Point labeling dataset excerpts:
┄┄┄┄┄┄

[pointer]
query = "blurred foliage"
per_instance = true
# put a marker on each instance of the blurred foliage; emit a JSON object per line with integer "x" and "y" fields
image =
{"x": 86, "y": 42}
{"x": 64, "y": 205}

┄┄┄┄┄┄

STATED EXERCISE: Lay out the lines above as a Markdown table with the columns Row and Content. Give each line a row number and leave out any blank lines.

TASK ANSWER:
| Row | Content |
|---|---|
| 1 | [pointer] |
| 2 | query = "blurred foliage" |
| 3 | per_instance = true |
| 4 | # put a marker on each instance of the blurred foliage; emit a JSON object per line with integer "x" and "y" fields |
| 5 | image = |
| 6 | {"x": 86, "y": 42} |
| 7 | {"x": 64, "y": 205} |